►

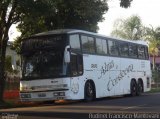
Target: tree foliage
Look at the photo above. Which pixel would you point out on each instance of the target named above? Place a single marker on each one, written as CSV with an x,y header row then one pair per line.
x,y
35,16
130,28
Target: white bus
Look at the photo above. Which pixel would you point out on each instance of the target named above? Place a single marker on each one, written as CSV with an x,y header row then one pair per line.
x,y
75,64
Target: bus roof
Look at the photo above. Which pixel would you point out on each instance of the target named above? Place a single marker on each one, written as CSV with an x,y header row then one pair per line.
x,y
70,31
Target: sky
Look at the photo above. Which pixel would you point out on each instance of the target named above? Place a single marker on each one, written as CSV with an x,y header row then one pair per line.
x,y
147,10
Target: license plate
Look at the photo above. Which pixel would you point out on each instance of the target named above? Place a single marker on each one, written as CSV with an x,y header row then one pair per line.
x,y
41,95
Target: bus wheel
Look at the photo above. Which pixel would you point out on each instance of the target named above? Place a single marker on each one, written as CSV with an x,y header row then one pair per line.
x,y
133,88
89,91
139,87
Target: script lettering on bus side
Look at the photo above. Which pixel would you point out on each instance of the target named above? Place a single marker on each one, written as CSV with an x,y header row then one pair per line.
x,y
106,67
123,73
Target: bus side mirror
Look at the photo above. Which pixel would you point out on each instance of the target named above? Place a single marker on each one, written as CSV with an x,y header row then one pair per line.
x,y
67,54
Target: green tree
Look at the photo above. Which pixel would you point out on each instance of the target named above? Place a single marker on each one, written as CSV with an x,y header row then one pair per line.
x,y
130,28
14,11
36,16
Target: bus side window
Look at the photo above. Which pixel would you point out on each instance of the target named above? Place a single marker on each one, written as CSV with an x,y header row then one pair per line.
x,y
75,42
87,44
101,46
141,52
133,50
124,49
146,53
76,64
113,48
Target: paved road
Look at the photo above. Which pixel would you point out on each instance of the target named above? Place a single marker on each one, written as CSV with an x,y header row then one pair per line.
x,y
147,105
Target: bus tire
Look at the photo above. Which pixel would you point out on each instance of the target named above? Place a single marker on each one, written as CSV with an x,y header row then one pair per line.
x,y
89,92
133,88
139,87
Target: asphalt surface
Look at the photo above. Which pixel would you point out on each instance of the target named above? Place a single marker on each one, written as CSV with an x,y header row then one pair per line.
x,y
144,106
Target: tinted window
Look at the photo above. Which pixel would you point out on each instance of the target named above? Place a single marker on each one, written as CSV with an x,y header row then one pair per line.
x,y
75,42
133,50
88,44
146,53
141,52
101,46
124,49
113,47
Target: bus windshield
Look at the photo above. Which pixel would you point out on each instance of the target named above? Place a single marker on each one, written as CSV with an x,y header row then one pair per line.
x,y
46,62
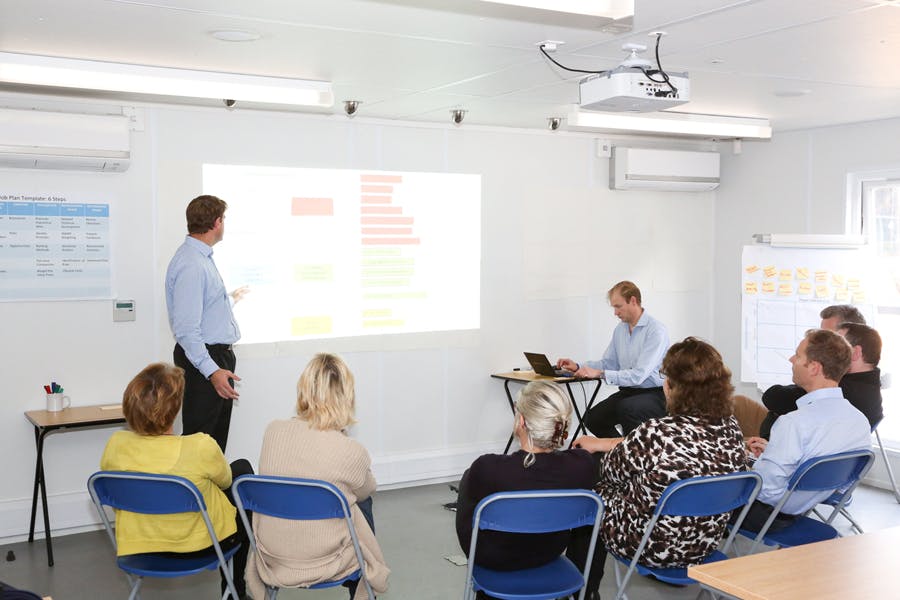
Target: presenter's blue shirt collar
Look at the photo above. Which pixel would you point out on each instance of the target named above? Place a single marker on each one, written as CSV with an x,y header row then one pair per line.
x,y
202,247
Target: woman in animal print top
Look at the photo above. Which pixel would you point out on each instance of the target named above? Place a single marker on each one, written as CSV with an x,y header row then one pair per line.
x,y
699,436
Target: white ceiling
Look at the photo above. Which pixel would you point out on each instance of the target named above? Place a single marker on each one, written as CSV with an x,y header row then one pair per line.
x,y
417,60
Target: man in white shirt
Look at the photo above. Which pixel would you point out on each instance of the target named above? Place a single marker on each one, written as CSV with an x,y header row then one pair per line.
x,y
824,423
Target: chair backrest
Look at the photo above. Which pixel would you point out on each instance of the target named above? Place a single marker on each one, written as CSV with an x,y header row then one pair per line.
x,y
145,493
539,511
291,498
297,499
709,495
831,472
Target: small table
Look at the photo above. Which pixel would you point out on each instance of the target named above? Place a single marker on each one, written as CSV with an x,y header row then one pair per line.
x,y
44,422
526,377
858,566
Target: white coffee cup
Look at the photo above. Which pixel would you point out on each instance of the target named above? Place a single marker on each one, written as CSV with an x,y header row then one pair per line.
x,y
57,402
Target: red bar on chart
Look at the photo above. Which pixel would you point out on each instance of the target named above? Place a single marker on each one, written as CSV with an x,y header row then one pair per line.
x,y
386,220
386,230
312,207
391,241
376,189
382,210
375,199
373,178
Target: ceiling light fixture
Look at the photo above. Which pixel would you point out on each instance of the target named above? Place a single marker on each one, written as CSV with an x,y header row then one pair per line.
x,y
49,71
611,9
673,124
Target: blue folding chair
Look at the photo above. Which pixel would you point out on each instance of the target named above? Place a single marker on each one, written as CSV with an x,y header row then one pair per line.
x,y
827,473
537,511
152,494
297,499
695,497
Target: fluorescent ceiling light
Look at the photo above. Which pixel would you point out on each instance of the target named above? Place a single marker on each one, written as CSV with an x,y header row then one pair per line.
x,y
611,9
669,123
161,81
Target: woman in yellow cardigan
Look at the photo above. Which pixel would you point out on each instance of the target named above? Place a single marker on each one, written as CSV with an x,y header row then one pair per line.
x,y
151,403
315,445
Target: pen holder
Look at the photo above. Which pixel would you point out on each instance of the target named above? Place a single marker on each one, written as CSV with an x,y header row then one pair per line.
x,y
57,402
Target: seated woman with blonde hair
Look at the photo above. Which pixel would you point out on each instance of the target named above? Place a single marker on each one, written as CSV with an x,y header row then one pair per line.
x,y
542,415
150,404
315,445
698,437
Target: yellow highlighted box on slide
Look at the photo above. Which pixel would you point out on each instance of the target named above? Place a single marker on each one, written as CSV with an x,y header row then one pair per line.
x,y
314,325
313,273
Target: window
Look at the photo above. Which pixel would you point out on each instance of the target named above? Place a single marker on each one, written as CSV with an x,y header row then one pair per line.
x,y
875,212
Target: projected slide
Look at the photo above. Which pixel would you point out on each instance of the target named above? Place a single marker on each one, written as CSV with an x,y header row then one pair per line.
x,y
340,253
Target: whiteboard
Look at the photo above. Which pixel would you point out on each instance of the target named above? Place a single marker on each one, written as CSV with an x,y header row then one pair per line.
x,y
783,290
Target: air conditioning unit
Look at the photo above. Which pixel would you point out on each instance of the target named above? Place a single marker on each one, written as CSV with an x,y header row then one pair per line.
x,y
34,139
664,170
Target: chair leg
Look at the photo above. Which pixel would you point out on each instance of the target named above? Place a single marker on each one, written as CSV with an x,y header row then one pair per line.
x,y
136,589
887,465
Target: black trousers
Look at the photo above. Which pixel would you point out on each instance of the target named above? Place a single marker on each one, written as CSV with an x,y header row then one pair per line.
x,y
628,407
204,411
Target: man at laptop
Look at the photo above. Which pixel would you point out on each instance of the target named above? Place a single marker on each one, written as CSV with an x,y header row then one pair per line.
x,y
632,362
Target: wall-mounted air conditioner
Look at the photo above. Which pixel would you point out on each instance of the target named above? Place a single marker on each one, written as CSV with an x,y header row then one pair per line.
x,y
35,139
665,170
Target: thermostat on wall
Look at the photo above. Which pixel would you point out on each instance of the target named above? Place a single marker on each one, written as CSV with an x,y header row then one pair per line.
x,y
123,310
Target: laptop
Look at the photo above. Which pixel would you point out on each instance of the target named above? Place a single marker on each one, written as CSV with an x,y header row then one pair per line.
x,y
541,365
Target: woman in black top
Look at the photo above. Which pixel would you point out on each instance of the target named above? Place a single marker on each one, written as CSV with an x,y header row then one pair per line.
x,y
541,426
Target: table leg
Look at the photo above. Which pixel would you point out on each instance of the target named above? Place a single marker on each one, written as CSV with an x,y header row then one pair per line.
x,y
512,407
587,408
41,484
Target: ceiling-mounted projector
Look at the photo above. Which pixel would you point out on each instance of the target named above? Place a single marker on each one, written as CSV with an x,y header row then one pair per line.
x,y
630,88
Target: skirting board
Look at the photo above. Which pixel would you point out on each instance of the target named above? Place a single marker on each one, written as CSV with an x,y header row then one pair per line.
x,y
73,512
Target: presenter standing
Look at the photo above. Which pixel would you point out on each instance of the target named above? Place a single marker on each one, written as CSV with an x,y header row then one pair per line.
x,y
632,361
203,324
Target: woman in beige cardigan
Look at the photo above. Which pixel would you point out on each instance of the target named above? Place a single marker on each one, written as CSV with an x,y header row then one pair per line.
x,y
314,445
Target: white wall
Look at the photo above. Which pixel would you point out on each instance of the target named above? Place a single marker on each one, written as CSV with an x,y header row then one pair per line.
x,y
554,239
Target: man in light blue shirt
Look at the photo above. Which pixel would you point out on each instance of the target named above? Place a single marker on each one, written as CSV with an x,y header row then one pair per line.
x,y
632,362
202,322
824,423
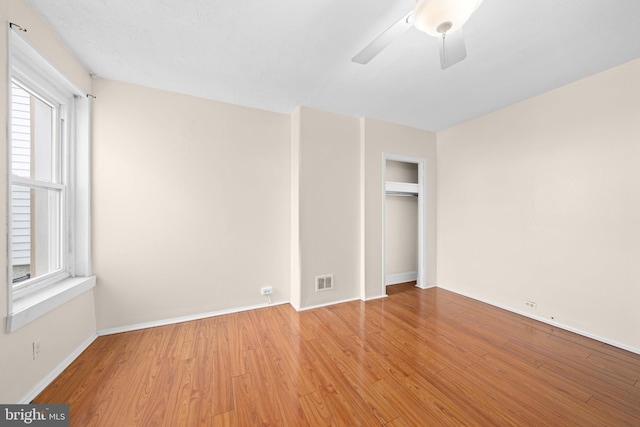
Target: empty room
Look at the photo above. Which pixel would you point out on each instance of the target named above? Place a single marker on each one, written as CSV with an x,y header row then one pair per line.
x,y
304,213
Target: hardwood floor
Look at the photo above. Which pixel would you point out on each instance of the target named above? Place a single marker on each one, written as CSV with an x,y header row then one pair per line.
x,y
416,358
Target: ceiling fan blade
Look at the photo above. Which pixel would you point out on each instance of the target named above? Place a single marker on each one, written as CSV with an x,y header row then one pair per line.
x,y
383,40
452,49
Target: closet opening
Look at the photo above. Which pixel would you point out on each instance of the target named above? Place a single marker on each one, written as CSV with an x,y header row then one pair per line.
x,y
404,237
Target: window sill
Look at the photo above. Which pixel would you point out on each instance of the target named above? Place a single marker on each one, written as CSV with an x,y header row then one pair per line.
x,y
31,307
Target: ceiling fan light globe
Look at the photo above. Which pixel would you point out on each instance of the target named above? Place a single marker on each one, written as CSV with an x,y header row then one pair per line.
x,y
436,17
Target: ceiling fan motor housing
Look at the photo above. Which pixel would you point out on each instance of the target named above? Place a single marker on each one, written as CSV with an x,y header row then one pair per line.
x,y
437,17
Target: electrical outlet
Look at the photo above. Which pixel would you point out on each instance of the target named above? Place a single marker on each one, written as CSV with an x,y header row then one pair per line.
x,y
36,348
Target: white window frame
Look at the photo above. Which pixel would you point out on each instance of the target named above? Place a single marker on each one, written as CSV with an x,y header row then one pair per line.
x,y
34,297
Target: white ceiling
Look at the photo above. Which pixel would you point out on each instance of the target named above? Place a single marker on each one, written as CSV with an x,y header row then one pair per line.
x,y
278,54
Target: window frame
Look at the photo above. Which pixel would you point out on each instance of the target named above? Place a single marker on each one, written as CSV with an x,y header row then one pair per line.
x,y
59,183
34,297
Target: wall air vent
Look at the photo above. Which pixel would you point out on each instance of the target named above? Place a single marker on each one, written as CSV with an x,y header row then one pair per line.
x,y
324,283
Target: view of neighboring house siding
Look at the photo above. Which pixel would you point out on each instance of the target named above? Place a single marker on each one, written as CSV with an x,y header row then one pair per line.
x,y
21,164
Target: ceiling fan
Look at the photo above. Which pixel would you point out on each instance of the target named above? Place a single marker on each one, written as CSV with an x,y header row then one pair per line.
x,y
439,18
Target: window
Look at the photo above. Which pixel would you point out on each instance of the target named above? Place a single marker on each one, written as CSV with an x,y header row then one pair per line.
x,y
48,191
38,189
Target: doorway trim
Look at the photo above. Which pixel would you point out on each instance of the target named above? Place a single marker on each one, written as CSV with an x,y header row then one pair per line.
x,y
422,220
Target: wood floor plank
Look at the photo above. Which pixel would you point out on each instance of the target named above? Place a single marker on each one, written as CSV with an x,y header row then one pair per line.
x,y
418,357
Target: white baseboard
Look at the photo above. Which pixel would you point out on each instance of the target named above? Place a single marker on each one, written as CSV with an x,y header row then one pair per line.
x,y
328,304
375,298
547,321
394,279
57,371
164,322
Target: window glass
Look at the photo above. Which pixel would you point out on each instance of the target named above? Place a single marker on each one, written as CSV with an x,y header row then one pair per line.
x,y
37,222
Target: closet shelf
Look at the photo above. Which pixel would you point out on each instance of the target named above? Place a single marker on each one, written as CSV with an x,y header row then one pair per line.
x,y
401,188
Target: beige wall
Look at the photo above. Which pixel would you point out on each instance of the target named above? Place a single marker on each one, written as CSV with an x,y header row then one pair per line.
x,y
71,326
541,201
379,138
191,205
329,194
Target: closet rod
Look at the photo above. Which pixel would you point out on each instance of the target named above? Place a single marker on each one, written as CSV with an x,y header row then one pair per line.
x,y
399,193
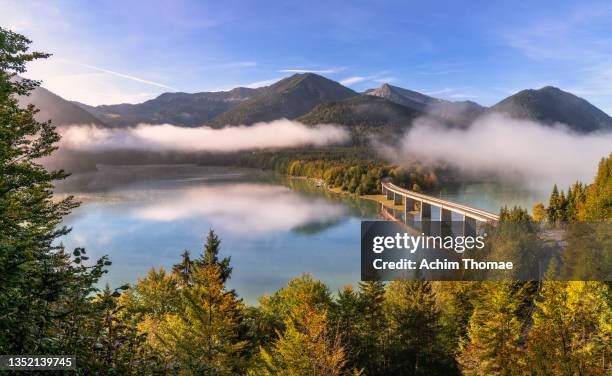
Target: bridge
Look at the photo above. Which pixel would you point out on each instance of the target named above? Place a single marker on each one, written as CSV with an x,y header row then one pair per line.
x,y
422,204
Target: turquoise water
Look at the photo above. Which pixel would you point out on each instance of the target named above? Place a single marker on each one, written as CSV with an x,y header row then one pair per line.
x,y
273,228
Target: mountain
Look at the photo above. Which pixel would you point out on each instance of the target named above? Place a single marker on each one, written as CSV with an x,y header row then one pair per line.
x,y
56,108
183,109
364,115
288,98
405,97
551,105
363,110
459,113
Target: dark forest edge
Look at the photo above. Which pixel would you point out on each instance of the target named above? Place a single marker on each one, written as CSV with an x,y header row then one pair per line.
x,y
186,321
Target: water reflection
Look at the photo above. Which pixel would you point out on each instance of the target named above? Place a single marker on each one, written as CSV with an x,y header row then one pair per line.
x,y
248,209
272,227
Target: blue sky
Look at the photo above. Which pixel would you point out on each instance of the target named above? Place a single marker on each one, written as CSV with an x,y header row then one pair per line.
x,y
129,51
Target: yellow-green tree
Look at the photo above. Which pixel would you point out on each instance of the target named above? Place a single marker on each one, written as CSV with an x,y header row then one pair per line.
x,y
202,337
572,330
598,201
307,347
492,343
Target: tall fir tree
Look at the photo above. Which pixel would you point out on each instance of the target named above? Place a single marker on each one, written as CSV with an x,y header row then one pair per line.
x,y
492,345
41,285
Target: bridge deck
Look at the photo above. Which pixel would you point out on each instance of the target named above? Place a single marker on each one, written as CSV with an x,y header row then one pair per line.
x,y
465,210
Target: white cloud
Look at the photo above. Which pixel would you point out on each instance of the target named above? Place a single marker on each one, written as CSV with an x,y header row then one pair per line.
x,y
276,134
542,155
319,71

◄

**WHAT YOU SHOULD DO**. Among the entries above, the lines between the ones containing "Target: mountain" and "Target: water reflection", inclusive, are to be transcribed exactly. No other line is to be given.

**RESPONSE TO THE EXERCISE**.
Target: mountain
Look at the photo above. Which pixel would you point out on each instance of the target named above? Place a single marker on each one, written as CSV with an x,y header row then one pair per line.
x,y
56,108
183,109
364,115
288,98
405,97
551,105
363,110
459,113
Target: dark forest edge
Look at the photo above. Which pixel would you point out on each instance of the target named above? Place a single marker on each one, written as CSV with an x,y header row then one pair per line.
x,y
186,321
Target: water reflection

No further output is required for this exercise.